> Exercise requirements
Output the material beneath this task exactly, images excluded.

[Position identification records]
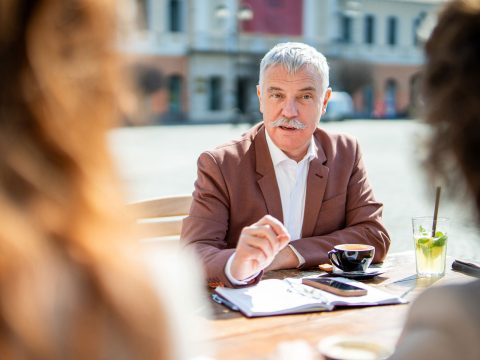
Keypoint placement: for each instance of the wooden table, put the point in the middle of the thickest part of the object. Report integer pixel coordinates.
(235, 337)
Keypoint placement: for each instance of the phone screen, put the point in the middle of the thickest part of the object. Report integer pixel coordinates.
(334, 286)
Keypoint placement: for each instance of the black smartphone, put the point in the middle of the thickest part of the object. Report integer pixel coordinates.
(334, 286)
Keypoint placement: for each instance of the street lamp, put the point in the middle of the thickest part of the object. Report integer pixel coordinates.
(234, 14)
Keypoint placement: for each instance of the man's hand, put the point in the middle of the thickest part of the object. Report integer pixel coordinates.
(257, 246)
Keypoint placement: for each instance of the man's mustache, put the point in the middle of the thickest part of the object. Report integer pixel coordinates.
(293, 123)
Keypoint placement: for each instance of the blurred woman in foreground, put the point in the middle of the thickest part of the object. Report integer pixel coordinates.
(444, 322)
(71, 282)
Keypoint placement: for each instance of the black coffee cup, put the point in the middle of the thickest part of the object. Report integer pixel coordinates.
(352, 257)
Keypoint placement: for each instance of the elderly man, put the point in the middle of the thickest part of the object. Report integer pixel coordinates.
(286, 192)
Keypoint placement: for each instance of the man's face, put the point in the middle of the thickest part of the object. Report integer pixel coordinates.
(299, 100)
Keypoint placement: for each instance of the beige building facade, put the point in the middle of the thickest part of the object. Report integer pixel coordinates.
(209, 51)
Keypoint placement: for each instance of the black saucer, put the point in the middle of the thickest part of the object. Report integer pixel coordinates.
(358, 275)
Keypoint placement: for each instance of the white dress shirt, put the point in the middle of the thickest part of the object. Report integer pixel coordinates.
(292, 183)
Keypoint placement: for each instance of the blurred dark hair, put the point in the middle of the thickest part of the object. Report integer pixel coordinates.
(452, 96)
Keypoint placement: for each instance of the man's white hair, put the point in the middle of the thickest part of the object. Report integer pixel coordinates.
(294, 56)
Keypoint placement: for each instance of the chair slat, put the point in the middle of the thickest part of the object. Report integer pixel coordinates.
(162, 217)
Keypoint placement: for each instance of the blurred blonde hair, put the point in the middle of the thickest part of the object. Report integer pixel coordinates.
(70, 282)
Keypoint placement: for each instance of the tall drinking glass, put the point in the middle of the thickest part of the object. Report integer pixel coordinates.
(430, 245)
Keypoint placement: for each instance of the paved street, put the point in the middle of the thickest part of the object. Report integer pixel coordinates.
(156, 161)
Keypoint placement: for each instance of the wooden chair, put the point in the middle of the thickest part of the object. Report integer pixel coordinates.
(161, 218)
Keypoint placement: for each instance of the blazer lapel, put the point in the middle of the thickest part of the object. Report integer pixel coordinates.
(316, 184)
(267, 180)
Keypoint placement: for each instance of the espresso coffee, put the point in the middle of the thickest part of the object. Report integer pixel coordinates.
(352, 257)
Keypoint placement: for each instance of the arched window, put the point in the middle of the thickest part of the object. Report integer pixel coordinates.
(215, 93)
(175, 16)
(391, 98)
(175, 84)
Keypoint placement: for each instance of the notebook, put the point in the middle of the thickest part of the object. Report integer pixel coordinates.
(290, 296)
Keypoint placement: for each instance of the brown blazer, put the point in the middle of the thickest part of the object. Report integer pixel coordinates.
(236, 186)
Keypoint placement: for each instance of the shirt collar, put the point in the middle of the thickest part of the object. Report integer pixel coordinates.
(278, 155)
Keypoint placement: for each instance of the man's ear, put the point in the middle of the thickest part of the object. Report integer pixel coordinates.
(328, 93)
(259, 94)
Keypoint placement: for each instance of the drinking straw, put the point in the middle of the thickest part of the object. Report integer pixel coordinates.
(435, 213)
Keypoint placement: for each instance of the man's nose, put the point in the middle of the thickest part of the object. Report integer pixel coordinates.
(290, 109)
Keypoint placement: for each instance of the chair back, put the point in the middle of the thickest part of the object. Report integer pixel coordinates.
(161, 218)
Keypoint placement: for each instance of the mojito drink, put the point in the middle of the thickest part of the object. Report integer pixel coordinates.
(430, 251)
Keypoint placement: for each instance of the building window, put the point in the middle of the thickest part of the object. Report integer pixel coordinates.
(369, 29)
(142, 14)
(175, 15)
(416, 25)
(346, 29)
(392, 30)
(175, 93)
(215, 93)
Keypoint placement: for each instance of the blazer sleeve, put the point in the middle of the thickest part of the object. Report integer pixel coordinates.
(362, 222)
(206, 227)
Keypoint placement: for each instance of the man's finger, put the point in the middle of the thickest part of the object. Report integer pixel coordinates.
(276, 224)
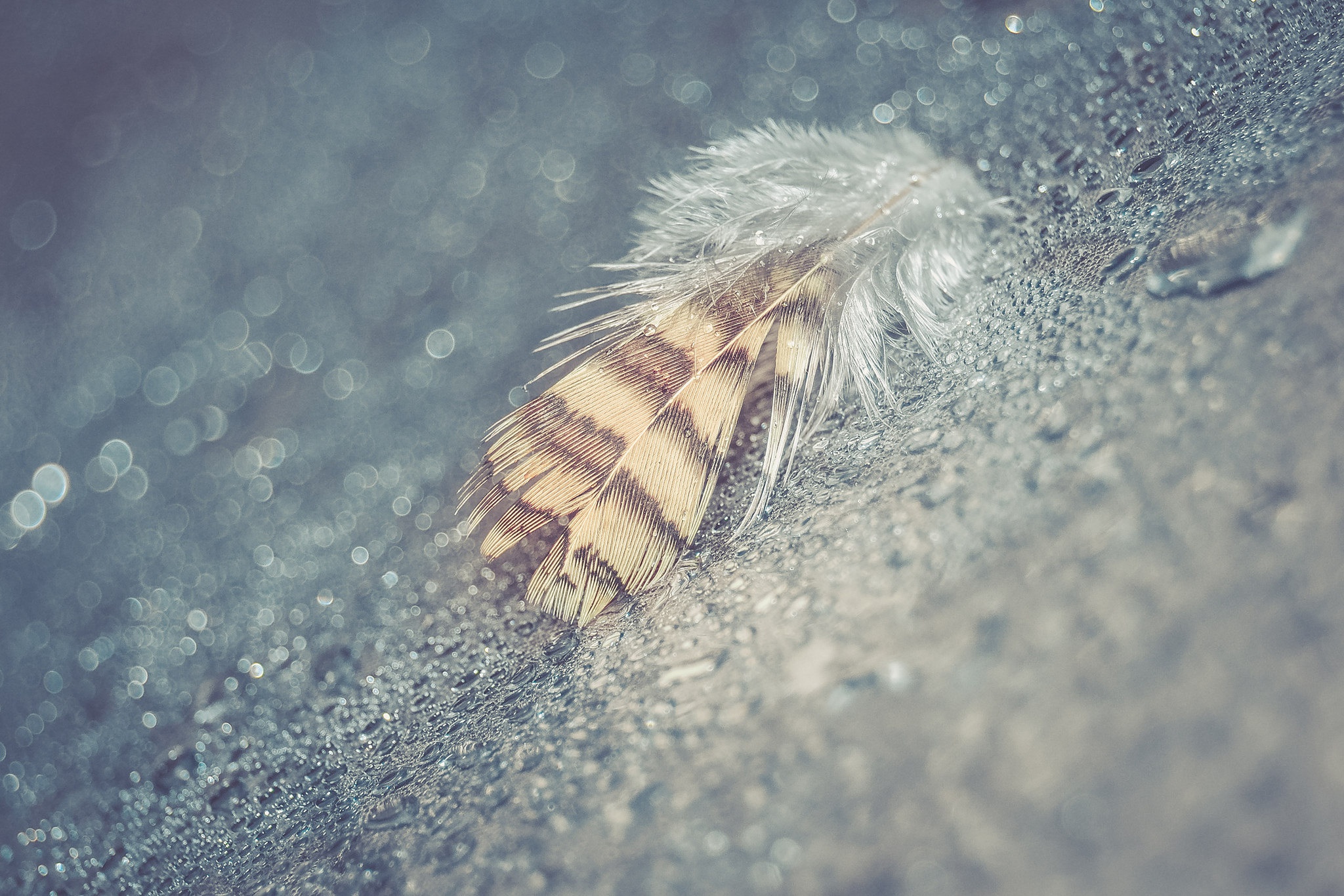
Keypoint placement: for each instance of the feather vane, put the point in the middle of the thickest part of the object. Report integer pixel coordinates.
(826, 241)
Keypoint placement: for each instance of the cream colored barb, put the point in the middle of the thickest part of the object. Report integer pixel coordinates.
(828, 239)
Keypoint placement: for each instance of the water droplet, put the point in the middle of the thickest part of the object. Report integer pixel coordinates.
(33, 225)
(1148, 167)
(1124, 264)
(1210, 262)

> The result
Keypoint placement: for each instance of the wooden table, put the point in the middle of the thickest part of the object. Report integer pixel coordinates.
(235, 337)
Keypoint placement: for each instance of the phone screen, put the point in the middle of the thickest part of the object. Report integer pixel coordinates.
(334, 286)
Keypoint placement: for each instance of the black smartphone, put the point in the middle of the thickest part of the object. Report integer pixel coordinates.
(334, 286)
Keypoint placement: for each instance of the street lamp, put the point in the middle of the thickest part of the object. Report integer pixel coordinates.
(234, 14)
Keypoint placement: for each instance of the man's hand, put the point in the middle of the thickest part of the object. Report integer pixel coordinates.
(257, 246)
Keypoint placement: for each instance of the man's mustache, put the point in the middle of the thickest part of the object. Report integer pixel coordinates.
(293, 123)
Keypoint placement: for each instance of the blurred woman in foreground, put the point in the middle of the thickest part of the object. Report integer pixel coordinates.
(444, 322)
(71, 282)
Keypoint placement: for each instance of the black coffee cup, put the point in the middle of the thickest part of the object. Report integer pixel coordinates.
(352, 257)
Keypoint placement: for each instance of the elderly man, put the point in the middle of the thickest part of the object. Report integer pixel coordinates.
(286, 192)
Keypoint placement: for each instance of the man's face, put the point in the middle of the thickest part of the object. Report integer pixel coordinates.
(299, 100)
Keypoint placement: for each instance of the beige building facade, put the point in the middle of the thickest part of the object. Report integer pixel coordinates.
(209, 51)
Keypoint placement: for each instance of the black saucer, put the point in the middle of the thickest part of the object. Report integer pixel coordinates.
(358, 275)
Keypoint placement: for each instance of the white dress shirt, put the point in the middle of the thickest part of the object. Report integer pixel coordinates.
(292, 183)
Keypoint placement: for each instance of the blurred dark hair, put the point in the middle of the thickest part of the object. Report integer pixel coordinates.
(452, 96)
Keypoint placement: for each instance of the man's white hair, put the point in the middle of the thickest part of the object. Report integer pixel coordinates.
(294, 56)
Keypoint placement: for each instance of the chair slat, put the point in the middle of the thickest part of the object. Report integer pixel coordinates.
(162, 217)
Keypoint placement: for each instance of the blurred blonde hair, put the point in the middle of the thickest part of the object. Report integer pixel coordinates.
(70, 282)
Keypoint placement: for each instance of the tall drinking glass, put the point in the middle of the thickest part of the object. Report integer pixel coordinates.
(430, 245)
Keypoint placement: for each instance of the paved street, put the point in the middle of the thickest part of the object. Report integer pixel coordinates.
(156, 161)
Keypoint placement: for each instance of the wooden chair, put the point in the middle of the thickest part of the object. Report integer pixel coordinates.
(161, 218)
Keypoint placement: for each instance of the blazer lapel, put the point in the middle of the thickest part of the object. Report integer pixel coordinates.
(316, 184)
(267, 180)
Keypoint placement: for each instance of the espresso coffee, put the point in the middle of the thickest part of the object. Report integer pixel coordinates.
(352, 257)
Keypoint placement: for each instance of the arched window, put the point in the middle of the thickest part of the object. Report integer pixel coordinates.
(215, 93)
(175, 16)
(391, 98)
(175, 84)
Keypoint placement: for each instance of the notebook, put the point in the middle of the thickest part of the object. Report integer pixel coordinates.
(290, 296)
Keypoint placement: for each instance of the brown blazer, put the point in the middle of the thickest part of the object. Report integer pixel coordinates.
(236, 186)
Keypoint placement: for each instance of the shirt collar, put the point in the middle of the thickest part of the object. Report integer pixel coordinates.
(278, 155)
Keypoint placement: for each instance of the man's ear, put the point in the middle of the thickest part of the object. Report integer pixel coordinates.
(328, 93)
(259, 94)
Keypoint placement: for each instance of the drinking straw, put the point in the middle of the thickest part of the object. Report integer pixel coordinates.
(435, 213)
Keypoint placement: for each instance of the man's nose, put the point in the middle of the thickest part of the object. Report integer pixel coordinates.
(290, 109)
Keypoint placement: for each instance of the chair back, put the point in the middle of the thickest part of the object. Report integer pixel coordinates.
(161, 218)
Keypoint placement: for each instance of the mojito drink, put the point in the middle of the thickest part of the object. Report integer pixel coordinates.
(430, 251)
Keypoint placement: for each instance of the building window, put the point in the middle of the thickest part of the object. Report integer pixel coordinates.
(369, 29)
(142, 14)
(175, 15)
(416, 25)
(346, 29)
(392, 30)
(175, 93)
(215, 93)
Keypoint placement: for each instance of the blazer sleeve, put the point in the middle of the thickest part of the object. Report integer pixel coordinates.
(362, 222)
(206, 227)
Keypoint placement: for each instance of the man's finger, put the point in the middle of the thickest part of the object. Report integer pixel coordinates.
(276, 224)
Keypoint placement: for each instance of the feather vane, put the point in the middle of the thickest part of the object. Report integer pixel coordinates.
(826, 241)
Keypoint placement: for each instance of the cream colored barb, put the point in the middle of the thickest part of the object. Report integer pixel coordinates.
(828, 239)
Keypoint placement: for each instance of the water droplet, put the point in the middle of the thickest part of the object. Report integer pixel coordinates.
(33, 225)
(1148, 167)
(1124, 264)
(1210, 262)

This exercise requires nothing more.